» **Material provided**
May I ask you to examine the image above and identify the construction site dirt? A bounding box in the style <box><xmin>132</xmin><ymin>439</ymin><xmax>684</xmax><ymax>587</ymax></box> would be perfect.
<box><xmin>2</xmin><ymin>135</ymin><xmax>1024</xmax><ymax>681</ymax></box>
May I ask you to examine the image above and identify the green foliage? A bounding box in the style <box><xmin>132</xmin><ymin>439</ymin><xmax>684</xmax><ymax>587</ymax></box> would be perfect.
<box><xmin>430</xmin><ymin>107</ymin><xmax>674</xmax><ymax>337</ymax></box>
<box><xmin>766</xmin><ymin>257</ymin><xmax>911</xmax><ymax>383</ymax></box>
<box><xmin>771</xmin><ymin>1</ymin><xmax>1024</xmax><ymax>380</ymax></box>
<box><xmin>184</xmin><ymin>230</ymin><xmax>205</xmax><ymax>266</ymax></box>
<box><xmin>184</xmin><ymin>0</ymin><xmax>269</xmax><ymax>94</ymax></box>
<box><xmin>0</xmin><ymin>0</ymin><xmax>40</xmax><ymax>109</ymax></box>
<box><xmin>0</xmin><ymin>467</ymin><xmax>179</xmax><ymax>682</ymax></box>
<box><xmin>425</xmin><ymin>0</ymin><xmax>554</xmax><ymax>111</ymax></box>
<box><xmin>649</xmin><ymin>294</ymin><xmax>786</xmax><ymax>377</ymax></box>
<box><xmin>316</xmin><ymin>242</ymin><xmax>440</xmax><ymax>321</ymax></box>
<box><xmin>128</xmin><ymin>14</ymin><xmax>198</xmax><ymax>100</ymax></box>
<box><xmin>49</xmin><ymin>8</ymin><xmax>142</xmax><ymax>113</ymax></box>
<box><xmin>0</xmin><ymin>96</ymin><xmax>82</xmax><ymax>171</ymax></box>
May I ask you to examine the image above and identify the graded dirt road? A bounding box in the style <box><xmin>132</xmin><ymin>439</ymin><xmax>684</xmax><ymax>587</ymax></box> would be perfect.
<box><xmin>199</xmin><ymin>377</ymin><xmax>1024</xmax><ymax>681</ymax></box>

» **Problem details**
Word for word, restate the lines from the one holding "identify the green" to the last line of the records.

» **Result for this task**
May I ask you to examine the image above and identify the green foliage? A bounding box in the style <box><xmin>132</xmin><ymin>439</ymin><xmax>684</xmax><ymax>587</ymax></box> would be perfect.
<box><xmin>430</xmin><ymin>107</ymin><xmax>674</xmax><ymax>337</ymax></box>
<box><xmin>766</xmin><ymin>257</ymin><xmax>911</xmax><ymax>383</ymax></box>
<box><xmin>771</xmin><ymin>1</ymin><xmax>1024</xmax><ymax>380</ymax></box>
<box><xmin>184</xmin><ymin>230</ymin><xmax>205</xmax><ymax>266</ymax></box>
<box><xmin>184</xmin><ymin>0</ymin><xmax>269</xmax><ymax>94</ymax></box>
<box><xmin>0</xmin><ymin>0</ymin><xmax>40</xmax><ymax>109</ymax></box>
<box><xmin>0</xmin><ymin>467</ymin><xmax>179</xmax><ymax>682</ymax></box>
<box><xmin>425</xmin><ymin>0</ymin><xmax>554</xmax><ymax>111</ymax></box>
<box><xmin>649</xmin><ymin>294</ymin><xmax>786</xmax><ymax>377</ymax></box>
<box><xmin>316</xmin><ymin>242</ymin><xmax>440</xmax><ymax>321</ymax></box>
<box><xmin>128</xmin><ymin>14</ymin><xmax>198</xmax><ymax>100</ymax></box>
<box><xmin>49</xmin><ymin>8</ymin><xmax>142</xmax><ymax>113</ymax></box>
<box><xmin>0</xmin><ymin>96</ymin><xmax>82</xmax><ymax>171</ymax></box>
May I ask you to examine the image above and identify the graded dirt road? A bounding box in the style <box><xmin>132</xmin><ymin>439</ymin><xmax>684</xmax><ymax>587</ymax></box> would be perfect.
<box><xmin>199</xmin><ymin>377</ymin><xmax>1024</xmax><ymax>681</ymax></box>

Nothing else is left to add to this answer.